# START OF PASSAGE GIVEN

Friday, 20 March 2015

FEATURE: A short history of astronomy.



There is little recorded information on early man’s impressions and ideas about the sky’s.  We have some cave panting’s such as those discovered in the Lascaux caves, dated to around 15,280 B.C. that seem to depict the summer triangle.  There are other drawings of eclipses comets and supernova such as the Pueblo petrogath, early man probably held the heavens in reverence and fear, believing that the stars held power over earthly existence.

England
2000 B.C
Construction of stone hedge begins in 2600 B.C and was finally completed in 2000 B.C; essentially it was built to be a computer of sorts for calculating the positions of the planets and the sun.
Babylonians
1600 B.C
The Babylonian’s where the first to keep Written records of astronomical observations.  They recorded the positions of planets and the times of eclipses.

 


“Philosophy is the science which considers truth.”
Aristotle
The ancient Greeks inherited astronomical records from the Babylonians, this then was applied to construct a cosmological framework, which was used for navigation and to think of new experiments. The end of this period was when the library at alexander burns, Rome falls and humanity enters its dark age.  Little is known about what discovery’s where made during this time.  But the loss of the millions of books at the library at alexander was a blow to mankind’s knowledge.
 

Thales
624 B.C – 546 B.C
Used the information from the Babylonians to predict eclipses. Thales rejection of mythological explanations became an essential idea for the scientific revolution.
Aristotle
384 B.C – 322 B.C
Aristotle presented a model of the universe in which the distant stars and planets execute perfectly circular motions.
Heraclites
397 B.C – 312 B.C
Developed the first solar system model and began the geocentric vs heliocentric debate.
In the geocentric models of the solar system all of the planets have perfectly circular orbits.
Aristarchus
310 B.C – 230 B.C
Developed Heliocentric theory, when it was first proposed heliocentric theory was not universally accepted, it flew in the face of everything that classical society thought it knew about the way the universe works.   A few philosophical problem that the theory faced where:
·         If the earth is in motion, why can’t we feel it?
·         No Parallax seen in the stars
·         Geocentric ‘felt’ right, it put mankind at the very centre of everything
 
Eratosthenes
276 B.C – 194 B.C
The early Greeks where able to work out that the earth was a sphere, by studying the shadow of the moon during Luna eclipses. Eratosthenes, nick named beta by his contemporise (as in second best at everything) took this a step further and used this information to help him work out the circumference of the earth.  He knew that a stick placed in the ground at a certain time in Syene, on a particular day cast no shadow.  He also knew that if you placed a stick in the ground at the same time at Alexandria it had cast a shadow at 7°; lastly he hired a man to pace out the distance between the two city’s (4900 stadia).  Given that information, Eratosthenes was able to work out, almost exactly, the circumference of the earth.
Hipparchus
190 B.C – 120 B.C
Produced the first star catalogue and recorded the names of the constellations, recording the position of at least 850 stars.

# END OF PASSAGE GIVEN
# START OF DATA PROVIDED

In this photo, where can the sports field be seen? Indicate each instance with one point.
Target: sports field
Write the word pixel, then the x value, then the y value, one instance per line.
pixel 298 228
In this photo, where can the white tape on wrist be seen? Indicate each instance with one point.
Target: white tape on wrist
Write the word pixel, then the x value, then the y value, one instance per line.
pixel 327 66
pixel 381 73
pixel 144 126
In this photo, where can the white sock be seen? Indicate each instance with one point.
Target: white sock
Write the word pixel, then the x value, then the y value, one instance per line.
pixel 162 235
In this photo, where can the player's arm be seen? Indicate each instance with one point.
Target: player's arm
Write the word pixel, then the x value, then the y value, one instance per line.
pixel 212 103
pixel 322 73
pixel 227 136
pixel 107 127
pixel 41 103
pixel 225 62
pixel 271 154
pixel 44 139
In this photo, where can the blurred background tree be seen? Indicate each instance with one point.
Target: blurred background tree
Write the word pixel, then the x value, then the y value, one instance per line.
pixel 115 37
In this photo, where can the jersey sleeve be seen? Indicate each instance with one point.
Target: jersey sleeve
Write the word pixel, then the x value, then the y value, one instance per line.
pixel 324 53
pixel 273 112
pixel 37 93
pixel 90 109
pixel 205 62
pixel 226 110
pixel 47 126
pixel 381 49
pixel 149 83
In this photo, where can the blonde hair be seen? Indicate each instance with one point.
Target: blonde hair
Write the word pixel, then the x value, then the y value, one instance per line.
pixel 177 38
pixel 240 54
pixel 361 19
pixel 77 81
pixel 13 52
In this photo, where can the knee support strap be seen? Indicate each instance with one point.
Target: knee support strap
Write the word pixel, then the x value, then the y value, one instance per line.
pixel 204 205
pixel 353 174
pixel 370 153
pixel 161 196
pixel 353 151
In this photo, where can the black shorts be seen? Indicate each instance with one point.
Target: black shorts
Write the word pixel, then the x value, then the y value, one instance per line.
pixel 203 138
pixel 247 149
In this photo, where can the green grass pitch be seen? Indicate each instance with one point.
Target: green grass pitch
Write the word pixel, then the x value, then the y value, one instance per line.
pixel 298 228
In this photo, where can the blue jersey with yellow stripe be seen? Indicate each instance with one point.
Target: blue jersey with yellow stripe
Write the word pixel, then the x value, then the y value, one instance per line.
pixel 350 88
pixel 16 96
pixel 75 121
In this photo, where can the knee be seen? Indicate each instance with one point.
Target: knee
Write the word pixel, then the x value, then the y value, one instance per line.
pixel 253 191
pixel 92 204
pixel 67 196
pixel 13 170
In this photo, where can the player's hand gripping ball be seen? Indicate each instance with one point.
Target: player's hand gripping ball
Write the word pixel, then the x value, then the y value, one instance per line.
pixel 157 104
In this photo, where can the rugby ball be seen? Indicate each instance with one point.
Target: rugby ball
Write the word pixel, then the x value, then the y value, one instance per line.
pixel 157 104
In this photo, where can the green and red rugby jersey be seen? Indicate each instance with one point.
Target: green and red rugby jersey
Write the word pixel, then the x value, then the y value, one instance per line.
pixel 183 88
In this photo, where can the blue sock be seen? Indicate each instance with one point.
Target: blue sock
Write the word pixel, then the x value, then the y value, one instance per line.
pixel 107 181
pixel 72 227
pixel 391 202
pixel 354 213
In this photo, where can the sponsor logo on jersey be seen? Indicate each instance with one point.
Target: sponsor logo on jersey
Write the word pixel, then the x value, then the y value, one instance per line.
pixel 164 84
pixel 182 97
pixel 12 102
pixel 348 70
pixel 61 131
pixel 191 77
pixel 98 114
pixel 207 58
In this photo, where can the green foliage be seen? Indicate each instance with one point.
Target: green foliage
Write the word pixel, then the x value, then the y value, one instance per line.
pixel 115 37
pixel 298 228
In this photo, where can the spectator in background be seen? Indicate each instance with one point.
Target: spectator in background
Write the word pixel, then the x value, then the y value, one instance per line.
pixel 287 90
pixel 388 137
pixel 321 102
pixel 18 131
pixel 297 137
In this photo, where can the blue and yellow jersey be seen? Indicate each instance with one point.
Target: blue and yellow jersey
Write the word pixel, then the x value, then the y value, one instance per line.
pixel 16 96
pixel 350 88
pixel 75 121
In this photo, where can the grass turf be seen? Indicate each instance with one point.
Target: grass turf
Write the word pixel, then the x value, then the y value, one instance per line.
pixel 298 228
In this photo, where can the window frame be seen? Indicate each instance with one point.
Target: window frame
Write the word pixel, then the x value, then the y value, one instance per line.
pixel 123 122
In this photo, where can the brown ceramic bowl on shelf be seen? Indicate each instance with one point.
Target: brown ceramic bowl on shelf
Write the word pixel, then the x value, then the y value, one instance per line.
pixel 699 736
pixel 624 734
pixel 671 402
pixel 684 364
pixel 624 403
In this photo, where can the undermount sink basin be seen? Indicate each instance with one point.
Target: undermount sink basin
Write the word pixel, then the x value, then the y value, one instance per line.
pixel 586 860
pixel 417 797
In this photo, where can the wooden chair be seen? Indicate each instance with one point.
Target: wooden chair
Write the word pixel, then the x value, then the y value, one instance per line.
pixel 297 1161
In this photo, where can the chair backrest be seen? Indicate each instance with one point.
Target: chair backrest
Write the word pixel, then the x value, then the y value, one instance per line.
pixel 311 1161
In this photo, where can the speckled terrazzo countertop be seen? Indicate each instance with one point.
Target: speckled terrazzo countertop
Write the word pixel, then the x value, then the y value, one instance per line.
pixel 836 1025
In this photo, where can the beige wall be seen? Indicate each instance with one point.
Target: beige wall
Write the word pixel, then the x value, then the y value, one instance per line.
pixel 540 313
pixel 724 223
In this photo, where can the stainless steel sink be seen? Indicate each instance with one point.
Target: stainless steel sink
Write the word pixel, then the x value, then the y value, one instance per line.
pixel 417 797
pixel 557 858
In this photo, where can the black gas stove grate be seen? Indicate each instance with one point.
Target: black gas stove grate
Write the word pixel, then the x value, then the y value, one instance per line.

# END OF DATA PROVIDED

= JOBS =
(1) Answer these from the astronomy history feature:
(a) Who were the first to keep written records of astronomical observations?
(b) At what angle did a stick at Alexandria cast its shadow?
(c) The positions of at least how many stars did Hipparchus record?
(2) Carry on the feature on the history of astronomy from the point where it ends.
The data has nothing to do with the astronomy history feature.

= ANSWERS FOR THE TASKS =
(1)
(a) The Babylonians
(b) 7°
(c) 850

(2)
Babylonian astronomers
164 B.C
First recorded sighting of halyes comet.
Ptolemy
90 -168 A.D
Liberian of the university of Alexandria. He combined geocentric theory with hundreds of records containing as much planetary data as he had available to him, using this he was able to formulate a complete mathematical description of the solar system. Ptolemy came to the realisation that the planets where much closer than the stars, however he also believed on crystalline spheres that he thought where tethered to the heavenly bodies, the resulting model of the solar system had 28 epicycles to account for the motion.  This began the first mathematical paradigm for understanding nature.
China
1054 A.D
Astronomers in China are the first to record the crab nebula who noted it as a guest star.  This has also been recorded in rock painting by the native amreicans.
Ulugh Beg
1394-1449
Bulit a three story observatory, the observatory produced astronomical tables conataion 1000 stars, perhaps the most important astronomer of the 15th century.

 

“Philosophy is written in that great book which ever is before our eyes – I mean the universe – but we cannot understand it if we do not first learn the language and grasp the symbols in which it is written. The book is written in mathematical language and the symbols are triangles, circles and other geometrical figures, without whose help it is impossible to comprehend a single word of it; without which one wanders in vain through a dark labyrinth.”

Galileo Galilee

Nicolas
Copernicus
1473-1543
Copernicus challenged the established doctrine of an earth centric universe.  This went much deeper than solving retrograde motion in fact it was seen as tantamount to heresy as a number of biblical passages seem to indicate a geocentric universe. Copernicus challenged and brought about change, a paradigm shift that ushered in the scientific revolution.  However circular orbits where still present in his new model of the universe, as where the epicycles of Ptolemy, in fact his model called for more.  Copernicus model would have failed Occam’s Razor, that a scientific model should be as simple as possible.
Tycho Brahe
1546 – 1601
Tycho Brahe used sextants (Telescpoes had not been invented yet) to build a observatory in his natavie Denmark.  He used relatively simple equipment to measure the position of the stars and planets to a very high dgree of accuracy.  This information constituted the first modern database.  Brahe was able to prove for the first time, using triganomitry, that the sun was much father from the sun  than the moon was from the earth.  In 1572 Brahe discovered a supernova in the consterlation of Cassiopeia.
Johann Bayer
1572-1625
 
Made a complete caterlouge of all the stars, allocateing a letter of the greek alphabet to each with Alpha being the brightest.  It has gone under many revisions but we still use ‘Bayer designations’ to this day.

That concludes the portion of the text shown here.